## Goal of the exercise
Show, copied in full, every line of the records below that contains the word "wheel".

□ □ □ □

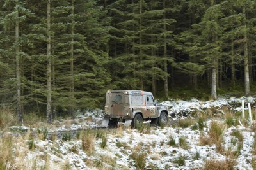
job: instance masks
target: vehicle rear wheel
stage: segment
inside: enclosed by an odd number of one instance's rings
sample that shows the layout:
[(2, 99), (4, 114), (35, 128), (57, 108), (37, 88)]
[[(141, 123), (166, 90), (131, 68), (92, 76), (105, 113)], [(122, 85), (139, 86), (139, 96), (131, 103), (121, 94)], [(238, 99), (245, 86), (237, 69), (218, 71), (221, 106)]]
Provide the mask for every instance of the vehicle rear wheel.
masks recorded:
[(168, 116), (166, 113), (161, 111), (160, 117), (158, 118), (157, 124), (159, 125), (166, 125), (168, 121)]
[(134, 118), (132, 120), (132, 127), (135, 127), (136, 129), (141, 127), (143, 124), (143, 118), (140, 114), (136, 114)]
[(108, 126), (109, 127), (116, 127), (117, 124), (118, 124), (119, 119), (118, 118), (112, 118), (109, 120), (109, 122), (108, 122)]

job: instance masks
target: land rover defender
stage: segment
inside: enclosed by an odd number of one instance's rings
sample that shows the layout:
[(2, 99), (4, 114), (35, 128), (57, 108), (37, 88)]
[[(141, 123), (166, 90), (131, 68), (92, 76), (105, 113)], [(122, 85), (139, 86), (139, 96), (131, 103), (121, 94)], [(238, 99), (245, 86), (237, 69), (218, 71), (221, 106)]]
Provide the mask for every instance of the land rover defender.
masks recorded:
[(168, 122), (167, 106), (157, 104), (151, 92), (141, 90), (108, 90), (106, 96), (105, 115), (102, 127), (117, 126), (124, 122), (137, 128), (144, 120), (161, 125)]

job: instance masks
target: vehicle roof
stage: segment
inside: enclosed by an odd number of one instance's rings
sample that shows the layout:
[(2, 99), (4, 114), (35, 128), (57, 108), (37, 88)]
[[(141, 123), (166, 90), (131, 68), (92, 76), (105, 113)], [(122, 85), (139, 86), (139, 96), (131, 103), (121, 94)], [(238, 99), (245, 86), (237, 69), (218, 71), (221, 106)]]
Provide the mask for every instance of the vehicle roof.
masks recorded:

□ □ □ □

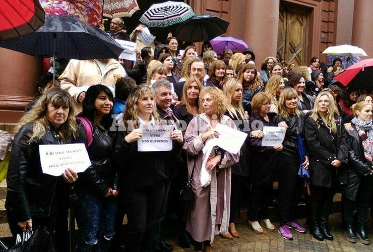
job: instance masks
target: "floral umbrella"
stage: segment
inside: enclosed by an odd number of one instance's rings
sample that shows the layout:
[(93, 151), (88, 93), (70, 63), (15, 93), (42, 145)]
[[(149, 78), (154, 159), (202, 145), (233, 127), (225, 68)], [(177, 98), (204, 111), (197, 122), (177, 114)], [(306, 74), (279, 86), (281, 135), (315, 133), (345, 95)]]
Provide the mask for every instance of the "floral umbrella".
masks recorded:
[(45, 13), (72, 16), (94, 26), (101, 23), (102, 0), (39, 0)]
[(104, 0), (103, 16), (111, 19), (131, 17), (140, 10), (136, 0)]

□ □ □ □

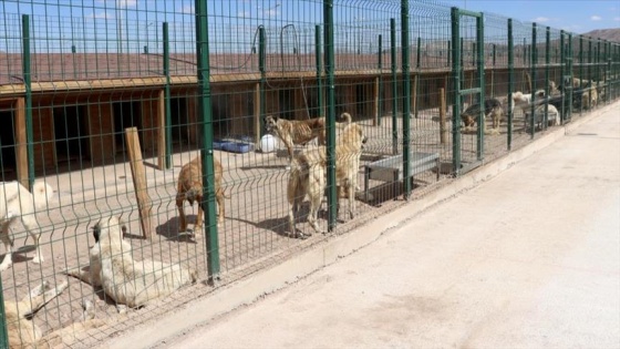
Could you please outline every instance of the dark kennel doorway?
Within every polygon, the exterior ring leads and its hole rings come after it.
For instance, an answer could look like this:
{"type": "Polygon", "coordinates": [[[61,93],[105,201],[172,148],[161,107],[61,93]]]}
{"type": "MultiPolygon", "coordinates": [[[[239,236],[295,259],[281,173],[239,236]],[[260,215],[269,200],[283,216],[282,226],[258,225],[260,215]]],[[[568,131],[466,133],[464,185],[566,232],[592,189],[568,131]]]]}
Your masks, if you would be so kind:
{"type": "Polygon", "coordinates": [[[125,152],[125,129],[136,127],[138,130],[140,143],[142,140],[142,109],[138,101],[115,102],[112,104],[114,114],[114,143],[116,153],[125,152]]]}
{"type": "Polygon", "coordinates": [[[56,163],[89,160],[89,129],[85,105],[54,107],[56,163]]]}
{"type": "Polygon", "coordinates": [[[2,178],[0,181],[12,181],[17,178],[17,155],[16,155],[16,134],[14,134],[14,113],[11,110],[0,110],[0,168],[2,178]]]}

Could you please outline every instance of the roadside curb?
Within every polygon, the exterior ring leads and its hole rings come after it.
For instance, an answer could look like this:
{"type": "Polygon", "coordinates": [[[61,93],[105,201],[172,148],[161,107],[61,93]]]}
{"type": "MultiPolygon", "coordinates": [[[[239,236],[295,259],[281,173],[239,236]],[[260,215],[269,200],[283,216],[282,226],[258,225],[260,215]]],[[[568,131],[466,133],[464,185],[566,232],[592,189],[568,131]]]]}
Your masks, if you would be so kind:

□ □ □ □

## Result of this task
target: vehicle rear wheel
Provide the mask for every instance of the vehicle rear wheel.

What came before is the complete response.